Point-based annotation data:
·····
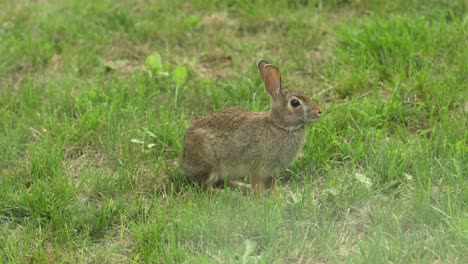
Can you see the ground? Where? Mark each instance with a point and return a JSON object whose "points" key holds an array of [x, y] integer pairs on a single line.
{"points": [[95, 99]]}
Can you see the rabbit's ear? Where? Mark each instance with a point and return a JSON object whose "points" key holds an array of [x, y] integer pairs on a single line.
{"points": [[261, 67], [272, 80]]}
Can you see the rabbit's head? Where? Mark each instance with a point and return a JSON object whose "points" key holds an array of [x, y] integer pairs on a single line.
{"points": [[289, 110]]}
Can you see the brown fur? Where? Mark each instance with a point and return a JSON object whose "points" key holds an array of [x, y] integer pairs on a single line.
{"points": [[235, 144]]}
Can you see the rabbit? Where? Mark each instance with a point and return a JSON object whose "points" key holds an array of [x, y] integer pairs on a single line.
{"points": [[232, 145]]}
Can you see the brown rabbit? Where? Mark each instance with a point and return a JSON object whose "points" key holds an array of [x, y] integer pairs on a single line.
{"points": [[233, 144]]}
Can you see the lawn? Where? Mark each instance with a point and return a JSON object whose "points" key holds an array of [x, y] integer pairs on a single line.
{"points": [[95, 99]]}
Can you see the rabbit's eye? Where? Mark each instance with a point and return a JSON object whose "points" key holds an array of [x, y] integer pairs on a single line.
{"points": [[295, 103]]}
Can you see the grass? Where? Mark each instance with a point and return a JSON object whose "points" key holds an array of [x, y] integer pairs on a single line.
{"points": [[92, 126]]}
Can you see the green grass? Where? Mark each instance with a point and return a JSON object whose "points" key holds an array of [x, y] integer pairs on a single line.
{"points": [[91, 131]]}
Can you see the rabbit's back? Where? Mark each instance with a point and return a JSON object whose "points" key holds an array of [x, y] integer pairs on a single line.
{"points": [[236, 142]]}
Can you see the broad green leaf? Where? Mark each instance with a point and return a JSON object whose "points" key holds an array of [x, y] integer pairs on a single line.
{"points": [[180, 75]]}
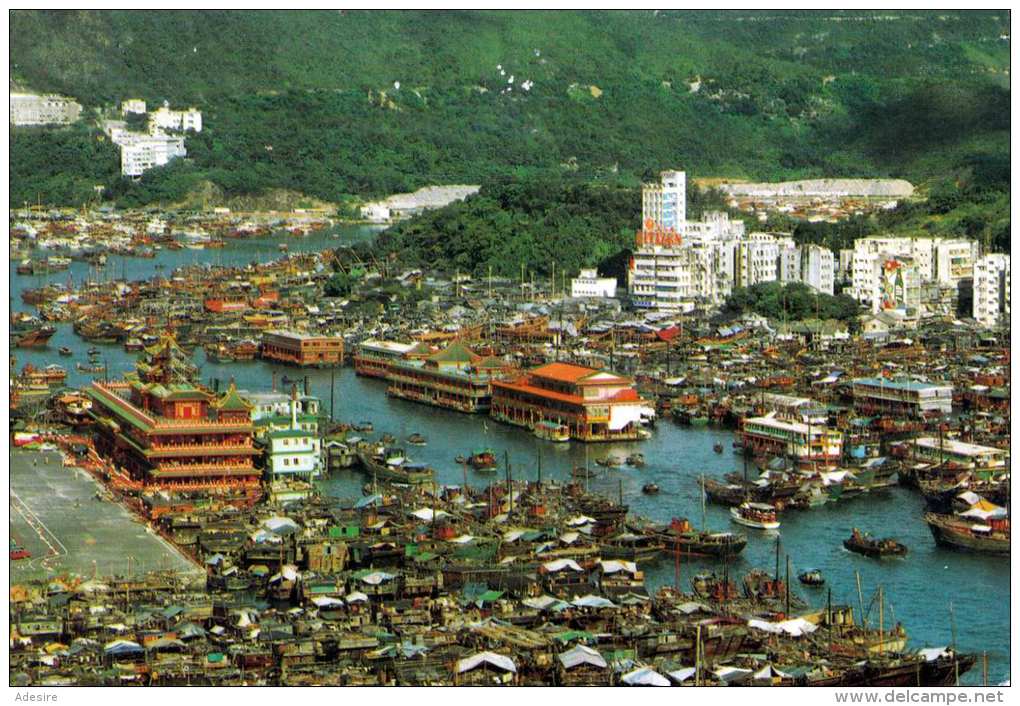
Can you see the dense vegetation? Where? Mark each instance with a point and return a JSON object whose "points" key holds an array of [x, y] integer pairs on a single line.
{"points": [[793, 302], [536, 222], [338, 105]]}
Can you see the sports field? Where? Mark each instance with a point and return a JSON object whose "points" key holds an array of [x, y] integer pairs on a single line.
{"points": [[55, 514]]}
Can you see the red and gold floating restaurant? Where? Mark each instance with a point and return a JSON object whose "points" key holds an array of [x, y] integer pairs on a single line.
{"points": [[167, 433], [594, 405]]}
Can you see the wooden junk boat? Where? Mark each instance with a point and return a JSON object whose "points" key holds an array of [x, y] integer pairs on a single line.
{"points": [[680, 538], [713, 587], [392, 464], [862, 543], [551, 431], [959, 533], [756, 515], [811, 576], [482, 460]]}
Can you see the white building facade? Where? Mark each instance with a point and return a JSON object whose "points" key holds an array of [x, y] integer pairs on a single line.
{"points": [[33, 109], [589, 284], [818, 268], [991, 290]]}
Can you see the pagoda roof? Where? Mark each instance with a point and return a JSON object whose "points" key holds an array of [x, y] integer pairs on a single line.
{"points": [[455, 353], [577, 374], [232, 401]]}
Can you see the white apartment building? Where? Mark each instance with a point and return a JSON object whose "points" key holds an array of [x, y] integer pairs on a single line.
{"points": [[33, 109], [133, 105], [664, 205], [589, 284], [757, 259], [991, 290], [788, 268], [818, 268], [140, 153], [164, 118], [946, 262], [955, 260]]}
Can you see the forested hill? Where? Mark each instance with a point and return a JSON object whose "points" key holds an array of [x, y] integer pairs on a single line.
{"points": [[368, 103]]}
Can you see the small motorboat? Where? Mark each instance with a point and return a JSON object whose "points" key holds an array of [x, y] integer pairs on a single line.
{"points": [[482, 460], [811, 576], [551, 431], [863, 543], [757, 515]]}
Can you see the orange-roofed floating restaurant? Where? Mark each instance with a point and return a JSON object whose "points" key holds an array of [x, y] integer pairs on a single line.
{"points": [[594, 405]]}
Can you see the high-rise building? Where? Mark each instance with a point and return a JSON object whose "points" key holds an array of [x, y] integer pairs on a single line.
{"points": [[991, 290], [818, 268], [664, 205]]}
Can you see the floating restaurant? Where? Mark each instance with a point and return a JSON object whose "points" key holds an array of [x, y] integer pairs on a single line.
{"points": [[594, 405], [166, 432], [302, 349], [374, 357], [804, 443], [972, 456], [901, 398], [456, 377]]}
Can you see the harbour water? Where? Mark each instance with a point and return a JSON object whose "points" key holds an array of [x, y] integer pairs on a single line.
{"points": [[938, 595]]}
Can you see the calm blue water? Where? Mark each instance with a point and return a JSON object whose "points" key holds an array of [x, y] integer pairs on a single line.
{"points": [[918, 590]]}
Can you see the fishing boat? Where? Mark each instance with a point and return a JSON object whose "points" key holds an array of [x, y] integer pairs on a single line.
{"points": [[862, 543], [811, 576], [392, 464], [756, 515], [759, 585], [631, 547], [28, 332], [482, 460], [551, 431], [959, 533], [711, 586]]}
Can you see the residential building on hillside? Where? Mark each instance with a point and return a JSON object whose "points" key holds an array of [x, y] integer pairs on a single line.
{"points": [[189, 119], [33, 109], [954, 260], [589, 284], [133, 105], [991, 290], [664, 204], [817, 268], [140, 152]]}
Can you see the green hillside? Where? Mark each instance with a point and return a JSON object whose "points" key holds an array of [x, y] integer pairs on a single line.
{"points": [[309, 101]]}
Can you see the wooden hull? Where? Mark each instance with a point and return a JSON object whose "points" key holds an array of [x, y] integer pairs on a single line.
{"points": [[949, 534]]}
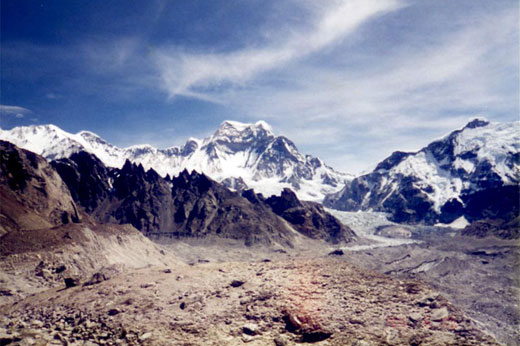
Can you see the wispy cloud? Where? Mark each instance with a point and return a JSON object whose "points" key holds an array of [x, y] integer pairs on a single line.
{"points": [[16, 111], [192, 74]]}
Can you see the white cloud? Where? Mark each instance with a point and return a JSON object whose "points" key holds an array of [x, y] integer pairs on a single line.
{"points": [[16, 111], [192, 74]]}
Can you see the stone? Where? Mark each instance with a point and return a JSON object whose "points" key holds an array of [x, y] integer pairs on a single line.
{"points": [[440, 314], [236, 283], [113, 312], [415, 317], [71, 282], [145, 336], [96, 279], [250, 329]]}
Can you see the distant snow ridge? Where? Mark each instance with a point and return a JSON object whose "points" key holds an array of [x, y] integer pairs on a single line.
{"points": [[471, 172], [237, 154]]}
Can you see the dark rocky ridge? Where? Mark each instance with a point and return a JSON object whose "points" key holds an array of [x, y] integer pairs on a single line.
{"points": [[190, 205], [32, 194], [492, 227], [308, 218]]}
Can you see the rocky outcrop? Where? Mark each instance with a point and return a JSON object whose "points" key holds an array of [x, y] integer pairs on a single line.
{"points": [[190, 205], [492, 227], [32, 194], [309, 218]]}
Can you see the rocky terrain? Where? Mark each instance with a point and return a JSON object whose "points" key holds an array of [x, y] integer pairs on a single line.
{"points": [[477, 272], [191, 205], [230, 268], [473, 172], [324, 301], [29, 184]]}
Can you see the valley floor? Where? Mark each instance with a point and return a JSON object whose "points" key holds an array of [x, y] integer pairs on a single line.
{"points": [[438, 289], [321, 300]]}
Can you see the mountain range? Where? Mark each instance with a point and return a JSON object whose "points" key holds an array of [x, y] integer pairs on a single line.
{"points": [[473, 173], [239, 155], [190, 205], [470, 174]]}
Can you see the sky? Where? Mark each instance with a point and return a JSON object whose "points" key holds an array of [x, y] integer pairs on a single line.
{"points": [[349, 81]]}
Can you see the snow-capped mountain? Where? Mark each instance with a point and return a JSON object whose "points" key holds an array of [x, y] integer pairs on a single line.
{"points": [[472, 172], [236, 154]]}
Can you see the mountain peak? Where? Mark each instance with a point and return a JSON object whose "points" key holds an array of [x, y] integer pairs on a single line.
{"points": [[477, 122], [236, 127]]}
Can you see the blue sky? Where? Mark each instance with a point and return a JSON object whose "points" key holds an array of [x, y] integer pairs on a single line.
·····
• **Request**: In the entries above, take the line containing "Can you see the rocky terrain?" and each later line through the last, and repeat them exactly. Output nothing else.

• **Exercise answer**:
Can you see the rocky terrain? Where? Mark each instance with a point and return a JSON object whose "points" key holds an array of [x, y] integer pairs on a single line.
{"points": [[477, 272], [191, 205], [230, 268], [473, 172], [324, 301], [29, 184]]}
Can you see the valley floor? Where? Mark each instance with a point and return a JSON object whose "points" key holds an array of [x, y] integer pairs on a single line.
{"points": [[438, 289], [321, 300]]}
Can you see the mountain range? Where? Mark each instance with a point and return a JSON object whose "points" key holds an array of [x, y] integer pairs on a single line.
{"points": [[473, 173], [239, 155], [190, 205], [470, 174]]}
Can you see the sky? Where? Mark each instance with a point and return a JSON object whose "points" key holds an array of [x, y] integer pairs on a single line.
{"points": [[349, 81]]}
Can you see the snow-capped mountain? Where? Mark each instance with a point and return a JSON object whose "points" key holds an array of [x, y] integer pairs on a single line.
{"points": [[472, 172], [236, 154]]}
Can you see the mountain peak? Where? Mark each instance with a point and return a JSON object whose "points" key holds an array of [x, y] integer pairs on a single line.
{"points": [[477, 122], [236, 127]]}
Can you see the blue sky? Where? Mark each instance with a point and return a JSON object whose "points" key holds an array of [x, y] integer pairs on a single line.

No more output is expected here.